What is asked –
A. In the article on machine learning in commercial real estate underwriting, copy the passage from "Gaussian Processes (GPs)" to "underwriting can't match." word for word.
B. Translate this sentence from the article on machine learning in commercial real estate underwriting into French: "Bayesian modelling offers a fundamentally different approach."
C. Write what comes next in the article on machine learning in commercial real estate underwriting, starting right after its final sentence.

Extract provided –

>> begin

Strategic Insight: Rethinking Underwriting — How Machine Learning is Reshaping CRE Modelling
- Evan Campbell, CFA
- May 27
- 5 min read
Updated: Jul 22
A New Kind of Risk Requires a New Kind of Model
An office tower in a prime European capital may appear fully stabilized until it's seen through the lens of a retrofit schedule, tenant lease rollovers, and impending ESG regulations. Suddenly, its risk profile shifts. With asset stranding looming on the horizon, retrofit feasibility becomes as material as cashflow stability.
This is the underwriting dilemma now facing the commercial real estate (CRE) sector. Environmental regulations are tightening. Occupiers and capital providers are demanding credible pathways to net-zero. And retrofitting assets is no longer optional. Yet traditional underwriting models aren’t well equipped to deal with the compounding uncertainties this new landscape brings.
The response from finance has been clear in other sectors. When static models fail to account for uncertainty, probabilistic and machine learning approaches take their place. In CRE, that transition has now begun.
Why Traditional Models Are No Longer Enough
Legacy underwriting frameworks still dominate much of the CRE investment process. Even in sophisticated acquisitions, underwritten often relies on Excel-based models that adjust a handful of assumptions - market rent, rent growth, exit yield, capex reserve, etc. Analysts build out 5 to 10 scenarios at most.
But that level of abstraction simply can't reflect the real complexity of retrofitting an occupied commercial asset. For example:
Lease expiries across multiple tenants may not align with the retrofit timeline
Regulatory thresholds may be met under some phasing options, but not others
Capex budgets may be constrained by financing covenants or green bond terms
Operational works may need to be staged to avoid tenant disruption
ESG frameworks may shift during implementation, changing risk-weighting
Each of these constraints changes the retrofit outcome. In traditional models, each new constraint requires manual rebuilding or side calculations. The process becomes slow, brittle, and reactive.
Why Probabilistic Modelling Is a Step Change
Bayesian modelling offers a fundamentally different approach. Instead of producing a single-point forecast, it models a range of possible outcomes, weighted by probability, and continuously updated as new data becomes available.
This is not an exotic technique. It has been used for decades in fields ranging from climate science to quantitative finance. It is designed for environments where uncertainty is not a limitation, but a condition of the system.
When applied to CRE, Bayesian methods allow decision-makers to incorporate the uncertainties that define retrofit projects - regulatory timelines, energy cost forecasts, lease renewal patterns, and evolving investor expectations. The model improves as it learns, helping investors navigate shifting terrain with more confidence and less guesswork.
Gaussian Processes and the Power of Scale

Gaussian Processes (GPs) take this a step further. These machine learning models, rooted in Bayesian principles, do not just simulate outcomes, they learn from patterns in data, map interdependencies between variables, and generate continuous forecasts with confidence intervals.
Crucially, GPs support large scale scenario testing that traditional underwriting can't match.
While a human analyst might manually build a handful of retrofit scenarios, a well-structured GP model can evaluate millions of permutations. It can:
Integrate tenant-specific lease schedules
Model retrofit phasing, operational disruptions, and project staging
Simulate timing dependencies tied to regulations or energy-use thresholds
Map capital stock constraints to sequencing logic
Forecast sensitivity to inflation, energy prices, and financing triggers
Quantify downside risks across thousands of paths
This is not just a smarter model, it is a strategic tool for constraint-aware optimisation.

>> end

Data block –
>> begin

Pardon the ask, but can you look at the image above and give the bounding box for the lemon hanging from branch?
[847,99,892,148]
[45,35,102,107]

>> end

Solved tasks –
A.
Gaussian Processes (GPs) take this a step further. These machine learning models, rooted in Bayesian principles, do not just simulate outcomes, they learn from patterns in data, map interdependencies between variables, and generate continuous forecasts with confidence intervals.
Crucially, GPs support large scale scenario testing that traditional underwriting can't match.

B. La modélisation bayésienne offre une approche fondamentalement différente.

C.
Turning Complexity Into Clarity
Consider a mixed-use asset facing a mandatory heating system upgrade by 2028. One retrofit option involves a full replacement in 2025, aligned with a major lease renewal. Another phases works from 2025 to 2028, minimizing tenant disruption but requiring more complex staging and covenant consideration of their green financing.
A traditional IRR-based model might show both options within acceptable return thresholds, but offer little insight into downside risk, timing sensitivity, or covenant exposure. On the other hand, a GP-based model can:
Evaluate retrofit sequencing against lease events
Factor in likely regulatory tightening
Optimise for investor mandates tied to ESG metrics
This approach supports strategic decision-making not just for asset managers, but for sustainability teams, engineering consultants, and capital providers alike. It turns fragmented data into actionable investment logic.
It is precisely this capacity to evaluate a vast solution space within real-world constraints that makes probabilistic models uniquely suited to CRE’s retrofit challenge. This is no longer about theoretical superiority. It is about functional decision-making in a world where the number of relevant scenarios exceeds human modelling capacity.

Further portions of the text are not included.